◆ **Source text**:
------------
However, the means of attaining it are different. In
Barber and Kim’s case they define reputation as a
probability measure, since the information source is
assigned a reputation value of between 0 and 1.
Moreover, every time a source sends knowledge the
source should indicate the certainty factor that the
source has of that knowledge. In our case, the focus
is very different since it is the receiver who
evaluates the relevance of a piece of knowledge
rather than the provider as in Barber and Kim’s
proposal.
3 A THREE-LEVEL
MULTI-AGENT
ARCHITECTURE
Before defining our architecture it is necessary to
explain the conceptual model of an agent which, in
our case, is based on two related concepts: trust and
reputation. The former can be defined as confidence
in the ability and intention of an information source
to deliver correct information (Barber & Kim, 2004)
and the latter as the amount of trust an agent has in
an information source, created through interactions
with information sources. There are other definitions
of these concepts (Gambetta, 1988; Marsh, 1994).
However, we have presented the most appropriate
for our research since the level of confidence in a
source is, in our case, based upon previous
experience of this.
------------
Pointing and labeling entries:

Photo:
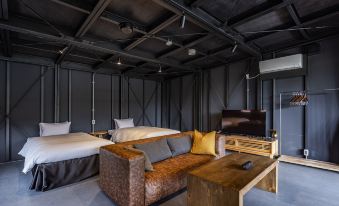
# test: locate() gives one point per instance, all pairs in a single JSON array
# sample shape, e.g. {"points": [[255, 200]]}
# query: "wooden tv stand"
{"points": [[251, 145]]}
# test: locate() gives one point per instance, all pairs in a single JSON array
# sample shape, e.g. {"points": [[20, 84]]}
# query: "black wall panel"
{"points": [[292, 117], [135, 106], [322, 119], [115, 95], [2, 110], [103, 113], [24, 104], [150, 103], [217, 97], [81, 101], [237, 85], [63, 96], [175, 103], [48, 95], [52, 94], [187, 103], [267, 102]]}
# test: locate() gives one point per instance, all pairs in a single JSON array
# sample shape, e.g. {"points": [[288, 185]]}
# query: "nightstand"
{"points": [[100, 134]]}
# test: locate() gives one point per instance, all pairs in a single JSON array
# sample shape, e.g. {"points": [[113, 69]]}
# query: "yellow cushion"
{"points": [[204, 144]]}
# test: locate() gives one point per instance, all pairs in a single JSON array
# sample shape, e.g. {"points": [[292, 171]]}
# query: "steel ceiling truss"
{"points": [[193, 12]]}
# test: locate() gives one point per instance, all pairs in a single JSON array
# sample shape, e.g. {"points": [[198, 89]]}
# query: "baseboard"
{"points": [[310, 163]]}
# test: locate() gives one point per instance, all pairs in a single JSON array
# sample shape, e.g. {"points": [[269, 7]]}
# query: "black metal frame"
{"points": [[194, 13]]}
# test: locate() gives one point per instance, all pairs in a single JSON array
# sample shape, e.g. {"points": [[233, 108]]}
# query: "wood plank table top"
{"points": [[224, 182]]}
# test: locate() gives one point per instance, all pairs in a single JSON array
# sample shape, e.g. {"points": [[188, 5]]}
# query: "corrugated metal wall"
{"points": [[315, 127], [196, 101], [51, 94]]}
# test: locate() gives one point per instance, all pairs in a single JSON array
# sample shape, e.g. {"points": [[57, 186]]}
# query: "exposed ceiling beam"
{"points": [[116, 19], [36, 49], [132, 45], [209, 23], [152, 32], [293, 13], [21, 26], [5, 35], [326, 15], [188, 45], [257, 12], [86, 25], [301, 43], [105, 62], [211, 53]]}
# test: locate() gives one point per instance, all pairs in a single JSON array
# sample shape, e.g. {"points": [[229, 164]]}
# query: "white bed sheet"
{"points": [[55, 148], [140, 132]]}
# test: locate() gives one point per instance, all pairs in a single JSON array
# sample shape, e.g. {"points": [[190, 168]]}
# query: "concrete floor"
{"points": [[298, 185]]}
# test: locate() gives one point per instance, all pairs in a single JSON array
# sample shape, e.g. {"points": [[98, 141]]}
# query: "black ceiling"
{"points": [[87, 31]]}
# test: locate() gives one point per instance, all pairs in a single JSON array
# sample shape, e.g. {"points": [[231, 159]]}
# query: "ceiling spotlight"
{"points": [[169, 42], [234, 48], [119, 61], [126, 27], [160, 69], [182, 21], [192, 52], [63, 50]]}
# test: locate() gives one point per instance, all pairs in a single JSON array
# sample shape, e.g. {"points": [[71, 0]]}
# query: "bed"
{"points": [[59, 160], [139, 132]]}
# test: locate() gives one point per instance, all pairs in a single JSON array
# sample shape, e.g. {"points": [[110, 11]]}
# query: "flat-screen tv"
{"points": [[244, 122]]}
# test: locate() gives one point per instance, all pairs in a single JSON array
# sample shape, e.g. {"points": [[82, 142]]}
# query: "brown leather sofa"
{"points": [[124, 180]]}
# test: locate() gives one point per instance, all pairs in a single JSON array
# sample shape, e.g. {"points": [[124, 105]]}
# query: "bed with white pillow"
{"points": [[126, 131], [58, 157]]}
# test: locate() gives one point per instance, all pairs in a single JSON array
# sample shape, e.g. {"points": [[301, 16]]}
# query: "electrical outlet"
{"points": [[306, 152]]}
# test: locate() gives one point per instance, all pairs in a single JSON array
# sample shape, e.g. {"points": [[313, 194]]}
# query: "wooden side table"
{"points": [[224, 183], [100, 134]]}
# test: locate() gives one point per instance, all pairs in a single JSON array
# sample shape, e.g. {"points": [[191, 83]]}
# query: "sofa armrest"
{"points": [[220, 145], [122, 175]]}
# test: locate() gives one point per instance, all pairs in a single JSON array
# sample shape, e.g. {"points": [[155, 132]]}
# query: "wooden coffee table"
{"points": [[224, 182]]}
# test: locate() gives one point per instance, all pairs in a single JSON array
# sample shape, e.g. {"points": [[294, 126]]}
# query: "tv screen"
{"points": [[244, 122]]}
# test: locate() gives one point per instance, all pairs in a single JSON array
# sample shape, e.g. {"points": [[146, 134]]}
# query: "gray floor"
{"points": [[298, 185]]}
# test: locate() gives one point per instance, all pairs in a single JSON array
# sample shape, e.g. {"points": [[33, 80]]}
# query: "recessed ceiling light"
{"points": [[126, 27], [160, 69], [234, 48], [192, 52], [169, 42], [63, 50], [119, 61], [182, 21]]}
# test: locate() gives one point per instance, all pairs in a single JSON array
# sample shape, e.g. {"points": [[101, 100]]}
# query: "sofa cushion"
{"points": [[170, 175], [148, 164], [156, 151], [180, 145], [204, 144]]}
------------
◆ **Short exercise A**:
Decide whether each statement agrees with the passage on trust and reputation, answering yes or no and quoting the words from the passage that settle it: (i) In Barber and Kim's approach, an information source's reputation falls between 0 and 1. (ii) In the authors' approach, the provider judges how relevant a piece of knowledge is. (iii) The authors state that no other definitions of trust and reputation exist.
◆ **Short exercise B**:
Starting at the words "and the latter" and stopping after "1988; Marsh, 1994).", write out the passage on trust and reputation again with "interactions" switched to "exchanges".

◆ **Correct response A**:
(i) Yes: "assigned a reputation value of between 0 and 1"
(ii) No: "it is the receiver who evaluates the relevance of a piece of knowledge rather than the provider"
(iii) No: "There are other definitions of these concepts"

◆ **Correct response B**:
and the latter as the amount of trust an agent has in
an information source, created through exchanges
with information sources. There are other definitions
of these concepts (Gambetta, 1988; Marsh, 1994).